Dataset excerpts on object pointing
:::

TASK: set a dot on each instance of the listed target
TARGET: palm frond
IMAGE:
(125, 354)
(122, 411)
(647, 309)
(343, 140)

:::

▸ **WRITTEN EXERCISE**: Rewrite the material with "palm frond" changed to "palm leaf", leaving everything else the same.

▸ **WRITTEN SOLUTION**:
TASK: set a dot on each instance of the listed target
TARGET: palm leaf
IMAGE:
(125, 354)
(122, 411)
(647, 309)
(343, 140)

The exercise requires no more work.